▸ Passage provided:
# # # # #
Director Christopher Nolan Brings Us The Shortest War Epic Ever
From magical acts to super hero movies to interstellar space travel, director Christopher Nolan has tackled nearly every genre with skill and ease. Now he sets his targets on the epic war genre. Oddly enough, Nolan delivers one of his shortest films to date with Dunkirk. Yet, that’s all the time the director needs to provide a stunning glimpse into the horror of war. What he delivers is a suspense filled story of survival rolled into a tight package that never lets you catch your breath.
Taking place over the course of a week, Dunkirk revolves around the evacuation of British troops from the Western Front of France. Completely surrounded by German forces, all hope seems lost for the 400,000 men. Worst of all, they can almost see home just across the channel. As each successive attempt to evacuate troops is thwarted, the British command enlists the help of civilian ships to cross the channel and pick up as many troops as they can to bring them home.
# # # # #
▸ Supplied records:
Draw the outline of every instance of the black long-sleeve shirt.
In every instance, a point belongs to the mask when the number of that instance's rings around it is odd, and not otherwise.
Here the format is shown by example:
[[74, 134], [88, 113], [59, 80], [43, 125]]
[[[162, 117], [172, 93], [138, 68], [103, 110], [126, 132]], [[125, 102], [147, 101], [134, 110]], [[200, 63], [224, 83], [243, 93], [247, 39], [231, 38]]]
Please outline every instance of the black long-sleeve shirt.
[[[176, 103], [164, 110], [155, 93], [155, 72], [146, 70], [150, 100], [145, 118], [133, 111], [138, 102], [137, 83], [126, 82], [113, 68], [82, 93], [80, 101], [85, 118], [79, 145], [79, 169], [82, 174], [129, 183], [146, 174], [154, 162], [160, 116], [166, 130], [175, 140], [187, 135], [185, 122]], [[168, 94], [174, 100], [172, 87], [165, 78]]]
# # # # #
▸ Task set:
[a] Please set down the part of the Dunkirk review starting at "Director Christopher Nolan Brings" and ending at "catch your breath.", word for word.
[b] Extract the lines of the listing starting at its first line and ending at the line containing "39], [231, 38]]]", both included, reproducing them without any change.
The Dunkirk review and the listing are unrelated to each other.

▸ Outputs by task:
[a]
Director Christopher Nolan Brings Us The Shortest War Epic Ever
From magical acts to super hero movies to interstellar space travel, director Christopher Nolan has tackled nearly every genre with skill and ease. Now he sets his targets on the epic war genre. Oddly enough, Nolan delivers one of his shortest films to date with Dunkirk. Yet, that’s all the time the director needs to provide a stunning glimpse into the horror of war. What he delivers is a suspense filled story of survival rolled into a tight package that never lets you catch your breath.

[b]
Draw the outline of every instance of the black long-sleeve shirt.
In every instance, a point belongs to the mask when the number of that instance's rings around it is odd, and not otherwise.
Here the format is shown by example:
[[74, 134], [88, 113], [59, 80], [43, 125]]
[[[162, 117], [172, 93], [138, 68], [103, 110], [126, 132]], [[125, 102], [147, 101], [134, 110]], [[200, 63], [224, 83], [243, 93], [247, 39], [231, 38]]]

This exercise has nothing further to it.